> **Texte étudié**:
┌────────

L'infirmière Magazine n° 317 du 15/02/2013

 

MALADIES INFECTIEUSES

ACTUALITÉ

Un rapport consacré aux « nouvelles menaces » des maladies infectieuses émergentes a été présenté fin janvier au Sénat. Il vise à améliorer la prévention en France et dans le monde.

Peste, choléra, variole, grippe espagnole… Au fil des siècles, l’humanité a fait face à de nombreuses épidémies, responsables de millions de morts. Grâce aux progrès de la médecine, de l’alimentation, de l’hygiène, et à la multiplication des vaccins, le nombre de décès dus à des maladies autrefois destructrices – comme la diphtérie ou le tétanos – a diminué. Pour autant, la menace des maladies infectieuses émergentes ne doit pas être reléguée aux livres d’histoire. Selon un rapport débattu au Sénat fin janvier, 335 nouvelles maladies ont été identifiées dans la seconde moitié du XXe siècle, parmi lesquelles le sida, le virus Ebola et le chikungunya. D’autres ont réapparu, comme la peste dans le sud-ouest des États-Unis ou la tuberculose en Ile-de-France (voir ci-contre). Ces maladies sont responsables, chaque année, de 14 millions de décès dans le monde, dont 90 % dans les pays du Sud. Les pays industrialisés ne sont pas épargnés : « L’incidence des maladies émergentes a augmenté de 10 à 20 % ces dernières années », relève le rapport de la sénatrice Fabienne Keller (UMP).

└────────

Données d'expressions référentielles

┌────────

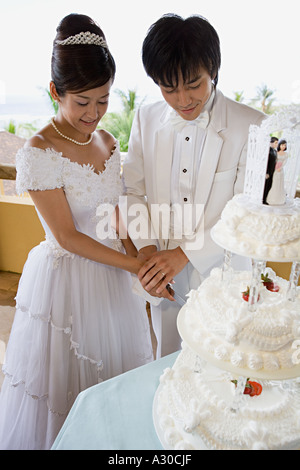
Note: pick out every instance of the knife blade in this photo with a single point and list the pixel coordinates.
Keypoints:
(180, 300)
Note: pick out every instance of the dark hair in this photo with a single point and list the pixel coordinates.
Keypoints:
(80, 67)
(177, 47)
(282, 141)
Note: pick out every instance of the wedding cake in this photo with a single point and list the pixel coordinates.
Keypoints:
(235, 385)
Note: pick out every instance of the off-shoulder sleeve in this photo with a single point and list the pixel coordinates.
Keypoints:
(38, 169)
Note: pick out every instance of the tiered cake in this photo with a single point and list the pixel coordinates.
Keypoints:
(236, 383)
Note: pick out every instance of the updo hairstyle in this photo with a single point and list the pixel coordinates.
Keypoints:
(80, 67)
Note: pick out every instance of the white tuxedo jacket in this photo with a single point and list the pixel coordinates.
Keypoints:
(147, 168)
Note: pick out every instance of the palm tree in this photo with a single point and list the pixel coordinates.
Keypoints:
(119, 124)
(238, 96)
(264, 97)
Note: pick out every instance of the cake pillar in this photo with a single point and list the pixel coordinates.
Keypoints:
(293, 283)
(257, 268)
(226, 265)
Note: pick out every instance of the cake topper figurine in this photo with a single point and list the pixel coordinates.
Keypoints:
(261, 156)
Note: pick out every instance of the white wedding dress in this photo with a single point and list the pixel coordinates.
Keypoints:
(77, 322)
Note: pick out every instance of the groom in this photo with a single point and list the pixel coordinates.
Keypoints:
(186, 152)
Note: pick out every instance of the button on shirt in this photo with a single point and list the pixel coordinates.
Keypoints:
(188, 147)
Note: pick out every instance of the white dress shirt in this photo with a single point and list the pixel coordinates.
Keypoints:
(188, 145)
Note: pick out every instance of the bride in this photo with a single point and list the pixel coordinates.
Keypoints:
(77, 321)
(277, 193)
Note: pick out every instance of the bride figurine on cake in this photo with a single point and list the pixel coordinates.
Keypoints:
(277, 193)
(77, 322)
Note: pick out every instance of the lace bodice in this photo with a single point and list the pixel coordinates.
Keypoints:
(85, 189)
(39, 169)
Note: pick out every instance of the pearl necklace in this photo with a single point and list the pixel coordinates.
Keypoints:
(69, 138)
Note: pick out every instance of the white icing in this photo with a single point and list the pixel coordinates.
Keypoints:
(258, 231)
(199, 412)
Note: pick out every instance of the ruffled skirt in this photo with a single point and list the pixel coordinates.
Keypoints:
(76, 323)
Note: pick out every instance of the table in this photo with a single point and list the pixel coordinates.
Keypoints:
(116, 414)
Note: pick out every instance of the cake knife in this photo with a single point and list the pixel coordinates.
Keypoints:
(180, 300)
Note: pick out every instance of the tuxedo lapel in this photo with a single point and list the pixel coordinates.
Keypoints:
(209, 162)
(211, 150)
(163, 154)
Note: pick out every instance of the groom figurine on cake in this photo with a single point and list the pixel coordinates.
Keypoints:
(186, 153)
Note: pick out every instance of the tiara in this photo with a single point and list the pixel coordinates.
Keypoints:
(83, 38)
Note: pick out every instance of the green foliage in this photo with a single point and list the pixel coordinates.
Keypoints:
(119, 124)
(54, 104)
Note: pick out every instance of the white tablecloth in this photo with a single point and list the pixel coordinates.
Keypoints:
(116, 414)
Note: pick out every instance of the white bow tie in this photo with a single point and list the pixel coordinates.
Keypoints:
(178, 122)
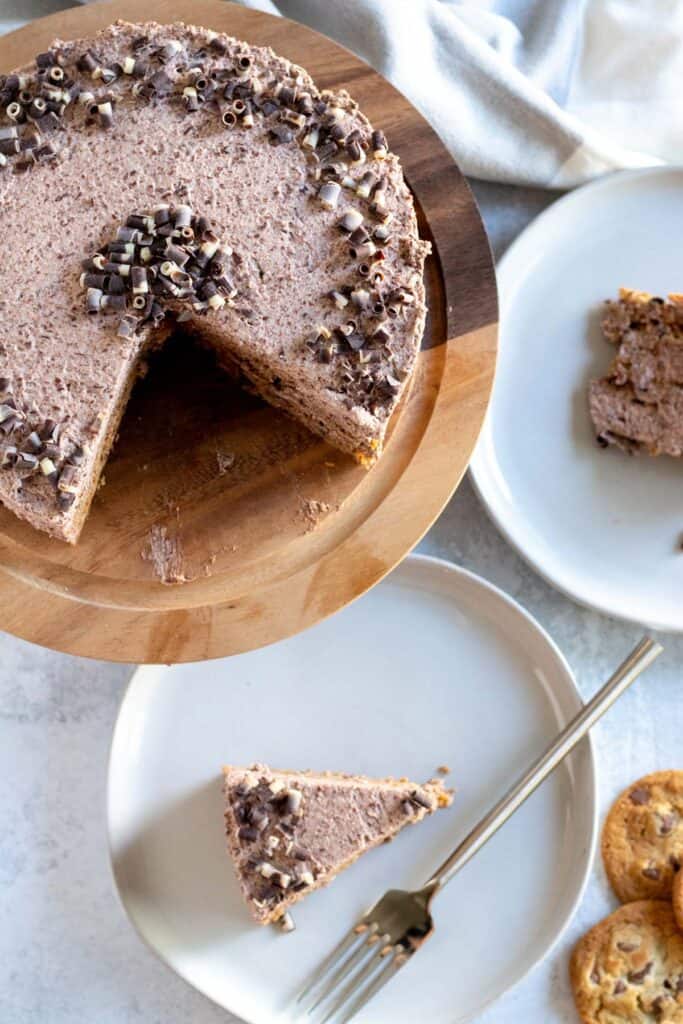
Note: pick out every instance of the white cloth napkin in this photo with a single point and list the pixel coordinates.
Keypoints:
(545, 92)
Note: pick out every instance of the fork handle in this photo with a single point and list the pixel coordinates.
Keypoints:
(639, 659)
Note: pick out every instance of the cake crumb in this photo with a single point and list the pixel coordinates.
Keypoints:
(165, 554)
(225, 461)
(312, 511)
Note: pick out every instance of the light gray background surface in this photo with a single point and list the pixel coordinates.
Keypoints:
(67, 952)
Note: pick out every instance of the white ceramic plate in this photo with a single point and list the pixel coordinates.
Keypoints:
(433, 666)
(600, 525)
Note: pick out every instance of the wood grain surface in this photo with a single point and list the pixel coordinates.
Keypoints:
(270, 528)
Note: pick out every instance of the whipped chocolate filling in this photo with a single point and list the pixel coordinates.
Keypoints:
(290, 833)
(638, 406)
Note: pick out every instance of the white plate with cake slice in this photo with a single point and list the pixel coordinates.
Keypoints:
(434, 667)
(601, 525)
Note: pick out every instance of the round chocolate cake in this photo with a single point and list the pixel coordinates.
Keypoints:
(160, 175)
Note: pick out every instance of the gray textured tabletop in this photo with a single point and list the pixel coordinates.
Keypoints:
(67, 952)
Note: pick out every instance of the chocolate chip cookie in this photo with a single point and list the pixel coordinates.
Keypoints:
(629, 968)
(677, 899)
(642, 839)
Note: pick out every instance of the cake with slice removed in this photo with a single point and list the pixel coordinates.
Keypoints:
(638, 406)
(154, 173)
(290, 833)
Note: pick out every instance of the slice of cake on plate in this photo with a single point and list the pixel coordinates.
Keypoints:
(290, 833)
(638, 406)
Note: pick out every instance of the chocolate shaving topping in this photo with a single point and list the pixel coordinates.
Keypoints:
(168, 253)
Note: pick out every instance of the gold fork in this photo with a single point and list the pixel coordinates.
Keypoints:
(386, 938)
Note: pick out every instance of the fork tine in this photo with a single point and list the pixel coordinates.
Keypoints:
(356, 982)
(335, 956)
(386, 973)
(367, 948)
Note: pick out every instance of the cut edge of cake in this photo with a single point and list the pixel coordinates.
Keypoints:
(270, 815)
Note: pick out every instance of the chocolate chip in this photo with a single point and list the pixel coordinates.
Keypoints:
(248, 833)
(667, 824)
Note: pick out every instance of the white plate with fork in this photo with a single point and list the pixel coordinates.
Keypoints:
(433, 667)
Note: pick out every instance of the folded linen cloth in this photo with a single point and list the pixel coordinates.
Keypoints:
(544, 92)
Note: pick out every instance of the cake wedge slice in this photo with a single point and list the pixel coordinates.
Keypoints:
(290, 833)
(638, 406)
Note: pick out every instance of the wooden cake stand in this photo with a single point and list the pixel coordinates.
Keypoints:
(270, 528)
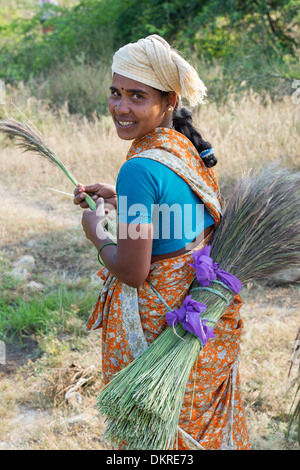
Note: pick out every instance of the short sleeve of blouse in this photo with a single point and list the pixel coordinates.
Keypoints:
(137, 191)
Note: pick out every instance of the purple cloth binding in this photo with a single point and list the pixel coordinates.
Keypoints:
(208, 271)
(190, 317)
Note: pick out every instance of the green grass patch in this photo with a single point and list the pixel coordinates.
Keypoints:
(43, 313)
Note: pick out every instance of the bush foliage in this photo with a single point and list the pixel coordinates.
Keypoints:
(236, 44)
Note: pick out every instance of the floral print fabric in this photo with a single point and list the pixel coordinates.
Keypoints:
(212, 411)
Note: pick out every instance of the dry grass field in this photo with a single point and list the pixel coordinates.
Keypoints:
(45, 362)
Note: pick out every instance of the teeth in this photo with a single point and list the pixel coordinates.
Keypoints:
(126, 123)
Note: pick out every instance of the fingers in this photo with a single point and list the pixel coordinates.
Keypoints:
(79, 199)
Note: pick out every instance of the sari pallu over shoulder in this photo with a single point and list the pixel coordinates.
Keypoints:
(212, 410)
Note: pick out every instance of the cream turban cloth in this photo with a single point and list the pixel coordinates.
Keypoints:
(153, 62)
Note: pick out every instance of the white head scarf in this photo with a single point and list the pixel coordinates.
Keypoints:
(153, 62)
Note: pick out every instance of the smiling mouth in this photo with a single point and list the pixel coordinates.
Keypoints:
(124, 123)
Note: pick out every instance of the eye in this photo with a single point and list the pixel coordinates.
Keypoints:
(137, 97)
(114, 93)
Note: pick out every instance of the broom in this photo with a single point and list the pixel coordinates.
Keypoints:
(259, 235)
(30, 139)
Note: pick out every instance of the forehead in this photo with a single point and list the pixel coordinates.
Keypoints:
(121, 82)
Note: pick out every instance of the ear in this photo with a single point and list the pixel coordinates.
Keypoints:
(172, 99)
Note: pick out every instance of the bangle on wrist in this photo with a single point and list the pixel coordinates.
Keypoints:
(99, 258)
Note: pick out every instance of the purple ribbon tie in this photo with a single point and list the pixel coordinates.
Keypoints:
(208, 271)
(190, 317)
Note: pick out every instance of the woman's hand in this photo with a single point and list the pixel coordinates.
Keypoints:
(96, 191)
(92, 223)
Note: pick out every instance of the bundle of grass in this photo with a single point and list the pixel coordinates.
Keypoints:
(30, 139)
(258, 236)
(295, 413)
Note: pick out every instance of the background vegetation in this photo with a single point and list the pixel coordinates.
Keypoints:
(236, 45)
(247, 54)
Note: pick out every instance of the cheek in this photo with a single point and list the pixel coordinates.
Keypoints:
(111, 105)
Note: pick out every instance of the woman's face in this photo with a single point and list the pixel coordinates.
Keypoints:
(138, 109)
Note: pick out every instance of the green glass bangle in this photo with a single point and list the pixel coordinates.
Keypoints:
(100, 251)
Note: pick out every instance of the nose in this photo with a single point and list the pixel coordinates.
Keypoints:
(122, 107)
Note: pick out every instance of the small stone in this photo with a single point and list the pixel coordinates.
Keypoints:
(36, 286)
(20, 273)
(27, 261)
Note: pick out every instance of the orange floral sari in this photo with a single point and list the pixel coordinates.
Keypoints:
(212, 411)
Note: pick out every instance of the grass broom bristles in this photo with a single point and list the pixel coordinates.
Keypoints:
(28, 138)
(258, 235)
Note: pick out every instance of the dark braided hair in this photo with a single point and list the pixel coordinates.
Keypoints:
(183, 122)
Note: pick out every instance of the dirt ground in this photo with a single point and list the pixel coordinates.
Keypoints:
(35, 414)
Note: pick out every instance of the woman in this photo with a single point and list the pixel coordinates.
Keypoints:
(164, 166)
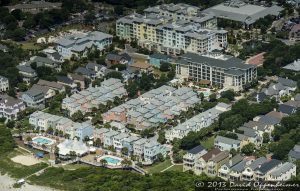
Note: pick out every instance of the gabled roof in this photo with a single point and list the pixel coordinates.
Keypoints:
(64, 79)
(267, 166)
(196, 149)
(53, 85)
(287, 82)
(160, 56)
(210, 154)
(288, 109)
(282, 169)
(226, 140)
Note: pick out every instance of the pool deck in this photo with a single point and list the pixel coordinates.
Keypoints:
(49, 141)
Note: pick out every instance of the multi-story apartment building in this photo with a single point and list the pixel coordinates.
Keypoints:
(10, 107)
(79, 44)
(172, 29)
(221, 70)
(4, 84)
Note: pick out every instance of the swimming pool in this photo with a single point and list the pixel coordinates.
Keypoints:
(42, 141)
(111, 160)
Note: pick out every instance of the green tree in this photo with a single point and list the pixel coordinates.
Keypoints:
(165, 66)
(266, 137)
(229, 94)
(124, 151)
(77, 116)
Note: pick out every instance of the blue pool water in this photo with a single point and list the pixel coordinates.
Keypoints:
(111, 160)
(41, 141)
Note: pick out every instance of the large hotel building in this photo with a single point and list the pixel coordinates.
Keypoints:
(218, 69)
(173, 29)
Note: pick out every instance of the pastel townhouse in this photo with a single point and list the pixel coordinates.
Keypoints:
(259, 127)
(210, 162)
(10, 107)
(128, 142)
(40, 120)
(83, 130)
(262, 173)
(33, 98)
(4, 84)
(248, 174)
(138, 148)
(294, 153)
(108, 138)
(235, 172)
(225, 143)
(151, 151)
(99, 134)
(153, 107)
(118, 141)
(226, 169)
(64, 124)
(197, 122)
(92, 97)
(283, 172)
(214, 164)
(191, 156)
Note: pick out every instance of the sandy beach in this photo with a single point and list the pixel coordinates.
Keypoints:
(27, 160)
(6, 184)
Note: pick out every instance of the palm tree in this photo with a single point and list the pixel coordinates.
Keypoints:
(124, 151)
(103, 162)
(44, 146)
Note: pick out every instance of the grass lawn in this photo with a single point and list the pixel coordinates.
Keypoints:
(17, 170)
(74, 166)
(178, 168)
(208, 143)
(159, 166)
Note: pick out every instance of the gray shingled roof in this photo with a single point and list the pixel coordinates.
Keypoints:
(228, 65)
(196, 149)
(282, 169)
(269, 165)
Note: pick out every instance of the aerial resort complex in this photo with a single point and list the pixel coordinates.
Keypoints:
(149, 95)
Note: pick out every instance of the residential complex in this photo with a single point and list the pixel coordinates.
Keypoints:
(196, 123)
(146, 150)
(153, 107)
(35, 6)
(172, 29)
(237, 168)
(43, 121)
(79, 44)
(10, 107)
(219, 69)
(4, 84)
(37, 95)
(92, 97)
(240, 11)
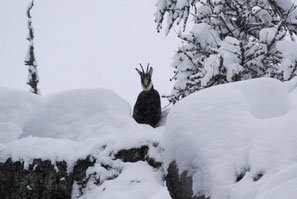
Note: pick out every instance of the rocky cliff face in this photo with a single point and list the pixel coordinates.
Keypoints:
(45, 180)
(179, 186)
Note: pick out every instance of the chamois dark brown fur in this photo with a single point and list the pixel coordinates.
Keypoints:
(147, 109)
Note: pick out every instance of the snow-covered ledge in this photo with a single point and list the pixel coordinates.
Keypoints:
(237, 140)
(76, 144)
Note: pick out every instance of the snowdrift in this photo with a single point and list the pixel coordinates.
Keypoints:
(77, 124)
(236, 141)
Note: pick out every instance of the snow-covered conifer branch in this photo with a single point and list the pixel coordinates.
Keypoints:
(30, 60)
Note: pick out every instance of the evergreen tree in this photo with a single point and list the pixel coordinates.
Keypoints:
(30, 59)
(231, 40)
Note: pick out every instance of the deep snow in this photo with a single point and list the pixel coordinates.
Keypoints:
(74, 124)
(245, 128)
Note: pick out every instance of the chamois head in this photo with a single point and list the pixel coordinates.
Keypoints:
(146, 77)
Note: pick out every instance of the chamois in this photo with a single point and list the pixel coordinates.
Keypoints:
(147, 109)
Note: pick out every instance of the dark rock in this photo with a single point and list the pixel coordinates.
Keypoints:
(133, 155)
(137, 154)
(41, 180)
(179, 186)
(79, 172)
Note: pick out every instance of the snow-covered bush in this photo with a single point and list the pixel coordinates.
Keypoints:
(236, 140)
(230, 40)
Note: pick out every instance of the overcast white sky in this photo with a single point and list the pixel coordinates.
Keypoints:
(85, 43)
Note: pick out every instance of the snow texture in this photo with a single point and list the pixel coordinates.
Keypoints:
(74, 124)
(245, 129)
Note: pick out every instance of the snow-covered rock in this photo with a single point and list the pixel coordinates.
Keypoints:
(90, 132)
(237, 140)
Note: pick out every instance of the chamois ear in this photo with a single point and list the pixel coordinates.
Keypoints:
(139, 72)
(151, 71)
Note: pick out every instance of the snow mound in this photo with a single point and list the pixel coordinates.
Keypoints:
(236, 140)
(79, 115)
(16, 108)
(76, 124)
(136, 181)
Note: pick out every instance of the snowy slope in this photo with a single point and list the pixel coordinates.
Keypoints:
(83, 44)
(74, 124)
(241, 129)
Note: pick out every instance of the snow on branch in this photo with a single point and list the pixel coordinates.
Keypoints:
(231, 40)
(30, 60)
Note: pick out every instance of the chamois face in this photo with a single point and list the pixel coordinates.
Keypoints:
(146, 78)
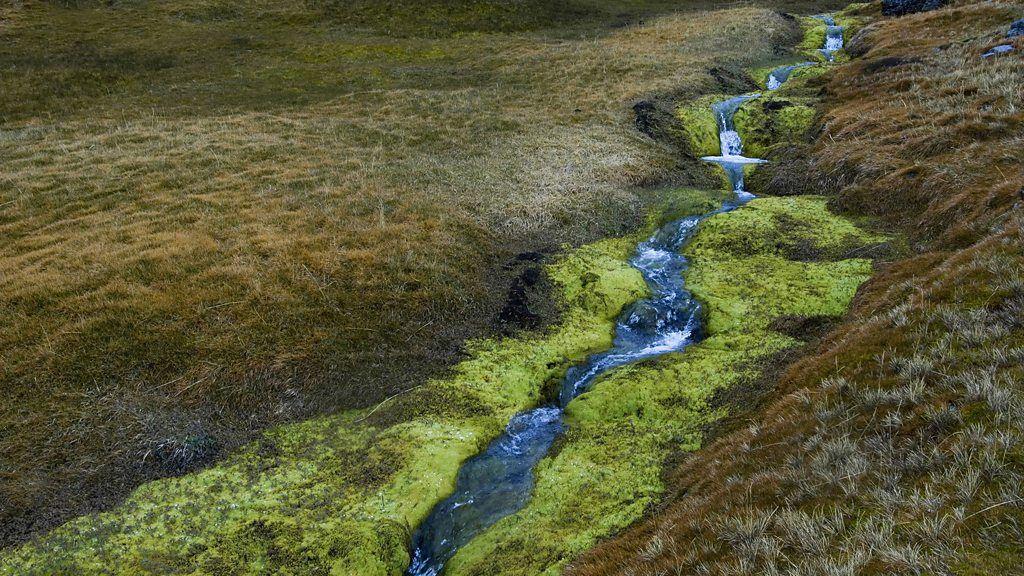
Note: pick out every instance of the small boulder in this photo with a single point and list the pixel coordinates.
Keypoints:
(1016, 29)
(903, 7)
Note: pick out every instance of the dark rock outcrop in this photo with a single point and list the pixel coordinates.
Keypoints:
(903, 7)
(1000, 49)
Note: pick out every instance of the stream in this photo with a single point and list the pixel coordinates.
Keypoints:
(498, 482)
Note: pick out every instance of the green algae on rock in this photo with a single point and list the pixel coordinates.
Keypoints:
(339, 495)
(606, 470)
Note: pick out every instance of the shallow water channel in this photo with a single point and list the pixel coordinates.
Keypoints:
(498, 482)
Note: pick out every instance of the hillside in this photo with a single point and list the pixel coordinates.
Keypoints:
(217, 216)
(894, 445)
(381, 288)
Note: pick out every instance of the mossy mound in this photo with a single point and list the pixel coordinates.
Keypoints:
(339, 495)
(606, 471)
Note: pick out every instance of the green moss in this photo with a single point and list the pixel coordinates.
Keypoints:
(339, 494)
(771, 121)
(606, 471)
(700, 125)
(742, 272)
(814, 37)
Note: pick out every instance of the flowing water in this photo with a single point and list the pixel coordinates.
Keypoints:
(732, 159)
(499, 481)
(834, 38)
(781, 74)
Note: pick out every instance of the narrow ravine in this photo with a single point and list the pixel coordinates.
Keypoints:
(499, 482)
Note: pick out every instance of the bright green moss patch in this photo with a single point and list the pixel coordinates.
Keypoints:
(750, 266)
(700, 124)
(796, 228)
(607, 469)
(339, 495)
(772, 121)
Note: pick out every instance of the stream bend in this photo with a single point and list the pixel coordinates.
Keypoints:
(498, 482)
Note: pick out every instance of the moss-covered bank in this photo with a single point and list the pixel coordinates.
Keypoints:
(750, 269)
(339, 495)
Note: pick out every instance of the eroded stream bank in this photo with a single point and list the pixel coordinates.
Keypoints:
(345, 494)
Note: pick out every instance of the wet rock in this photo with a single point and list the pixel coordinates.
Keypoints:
(903, 7)
(1000, 49)
(1016, 29)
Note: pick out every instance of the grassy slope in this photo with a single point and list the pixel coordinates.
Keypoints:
(894, 447)
(340, 494)
(606, 471)
(217, 215)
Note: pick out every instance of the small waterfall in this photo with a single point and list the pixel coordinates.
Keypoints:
(498, 482)
(732, 159)
(778, 76)
(834, 38)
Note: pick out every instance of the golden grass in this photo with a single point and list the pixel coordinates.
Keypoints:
(893, 446)
(217, 215)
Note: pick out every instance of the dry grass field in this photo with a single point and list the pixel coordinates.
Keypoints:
(217, 215)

└────────

> **Tâches et exercices**:
[1] D'après l'article sur les maladies infectieuses émergentes, combien de nouvelles maladies ont été identifiées dans la seconde moitié du XXe siècle ?
[2] Prolongez l'article sur les maladies infectieuses émergentes en écrivant la suite, après sa dernière phrase.

> **Résultats attendus**:
[1] 335 nouvelles maladies.

[2]
Facteurs d’émergence

Concentration de la population dans des mégalopoles, déforestation, élevage intensif, changement climatique, mondialisation des échanges, insuffisance de la couverture vaccinale… Autant de facteurs d’émergence ou de réémergence identifiés. Mais, alors qu’au Moyen Âge, la Peste noire venue de Chine avait mis plusieurs années à se répandre en Occident, une épidémie de fièvre jaune apparaissant à Lagos (Nigeria) toucherait les grandes villes du monde en une seule journée, selon l’Organisation mondiale de la santé (OMS). « Dans un contexte de multiplication des déplacements », cette menace est « comme une épée de Damoclès », a lancé Fabienne Keller lors de la présentation du rapport au Sénat. L’apparition du SRAS (syndrome respiratoire aigu sévère), en 2002, responsable de près de 8 000 décès dans une vingtaine de pays, puis celle de la grippe A(H1N1), en 2009, ont alimenté la crainte d’un « scénario catastrophe » : un virus létal à diffusion aérienne rapide, avec une incubation courte, et pour lequel les moyens de prévention et de traitement sont limités.

Face à une préparation qu’elle qualifie de « faible », Fabienne Keller a identifié dix leviers d’action. Il s’agit, tout d’abord, d’influer sur tous les facteurs d’émergence et de propagation. La sénatrice recommande également de mettre en place un système de surveillance planétaire, de favoriser la pluridisciplinarité, de soutenir la recherche sur les vaccins et les thérapeutiques des maladies infectieuses, de réduire les inégalités Nord-Sud en termes de santé – notamment en luttant contre l’exode des professionnels de santé africains – et d’informer pour mieux mobiliser. L’élue alsacienne a aussi plaidé en faveur d’un « exercice de prospective de grande ampleur », réunissant des professionnels de santé, des transports, des collectivités, de l’enseignement et du tourisme.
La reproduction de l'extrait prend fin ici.